Exclude images, then output the remaining data verbatim.

── Material provided

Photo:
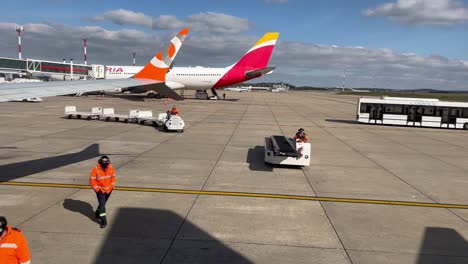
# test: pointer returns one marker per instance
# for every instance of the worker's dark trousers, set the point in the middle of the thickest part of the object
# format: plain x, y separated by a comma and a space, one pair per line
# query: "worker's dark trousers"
101, 210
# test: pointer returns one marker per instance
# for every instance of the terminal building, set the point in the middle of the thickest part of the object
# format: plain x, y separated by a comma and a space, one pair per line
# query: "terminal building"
11, 68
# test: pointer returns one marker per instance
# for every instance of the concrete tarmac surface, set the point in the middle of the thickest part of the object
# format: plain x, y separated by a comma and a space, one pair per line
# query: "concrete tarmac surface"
221, 151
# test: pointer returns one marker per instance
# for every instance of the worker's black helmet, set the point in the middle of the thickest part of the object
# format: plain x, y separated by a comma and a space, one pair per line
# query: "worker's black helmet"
104, 160
3, 224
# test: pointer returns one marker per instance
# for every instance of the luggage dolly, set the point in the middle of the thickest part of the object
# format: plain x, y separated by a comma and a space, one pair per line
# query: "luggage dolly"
70, 112
109, 113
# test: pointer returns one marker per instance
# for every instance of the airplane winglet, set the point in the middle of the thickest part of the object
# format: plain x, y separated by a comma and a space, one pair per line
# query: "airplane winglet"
157, 68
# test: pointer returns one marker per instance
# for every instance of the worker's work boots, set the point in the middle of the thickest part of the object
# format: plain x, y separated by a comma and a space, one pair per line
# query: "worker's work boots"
103, 222
96, 214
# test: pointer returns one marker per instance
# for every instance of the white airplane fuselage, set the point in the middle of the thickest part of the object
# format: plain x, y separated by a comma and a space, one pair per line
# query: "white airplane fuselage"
190, 78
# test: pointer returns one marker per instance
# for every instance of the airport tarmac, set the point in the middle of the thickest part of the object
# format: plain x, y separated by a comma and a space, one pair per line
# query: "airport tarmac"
182, 209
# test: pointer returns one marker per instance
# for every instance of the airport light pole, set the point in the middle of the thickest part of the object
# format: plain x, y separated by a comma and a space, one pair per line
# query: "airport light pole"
344, 78
85, 39
19, 29
71, 69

────

◆ **Task result**
Photo:
# test: pointer returns one marker per instance
# for every instance of the worker's dark trousers, set the point in the middle of the thickest part of the object
# format: plain x, y separated by a comma and a space, one pair per line
# query: "worker's dark trousers"
101, 210
# test: pointer returns one marker per instance
# for every instance of the terminal building, set the point in the middle of the thickest part of the object
# format: plain x, y separated by a comma and a space, one pair per line
# query: "terminal building"
11, 68
# test: pointer returns one marker per instance
# for every instance of the concrete tarmac surface, set the point in the middle of the thickest part of the object
# format: plain x, y separated by a comma and a space, one pair per line
# query: "concrete tarmac surface"
221, 151
# test: pointer returns one marker per instance
# for every instance of the worker's black helmet, set the point in the middle of the thickest part of the object
# format: plain x, y separated by a comma and a space, one pair per line
# query: "worker's black helmet"
104, 160
3, 224
# test: pointer returns one marker per instance
# for every instance of the luggage dolly, set the point in the middle of the thickest part of the object
# format: plain x, y separated by a comma and a space, one pair per line
# query: "luggage dolly"
70, 112
109, 113
# test: pointer returns one marker per instance
# for every instance of the airplane winglet, set the point in the middle of the thickest part of the object
# format: plain x, y separated by a comma and a space, one pair per line
# query: "airplane winglet"
157, 68
# test: pointer returns one marker per instance
# for every instance of the worker's work boots, set the point in the middle of the thickest part of the object
# format: plain x, y separated by a comma and a space, one pair per line
# query: "worker's work boots"
103, 222
96, 214
# test: pointer returns one marker per instance
# for every instance of the white airplane fuselage, set the point in the middle of the thickest part of the object
# format: plain x, y separated by a comma and a space, one pair per line
# query: "white airplane fuselage"
190, 78
# test: pointer returns one marker per instance
# for every instance of the airport tarmac, set the point in the middle of the thickest part of the object
# format: plain x, y separated by a comma and a space, one pair per line
# query: "airport tarmac"
182, 209
# test: pointer returns one marker per instance
# for every instance of the airport light pole, set the point in the middle of the thickest part of the object
# format: plain x, y separated by a comma and a space, one pair per line
# query: "airport light pole"
344, 78
85, 39
19, 29
71, 69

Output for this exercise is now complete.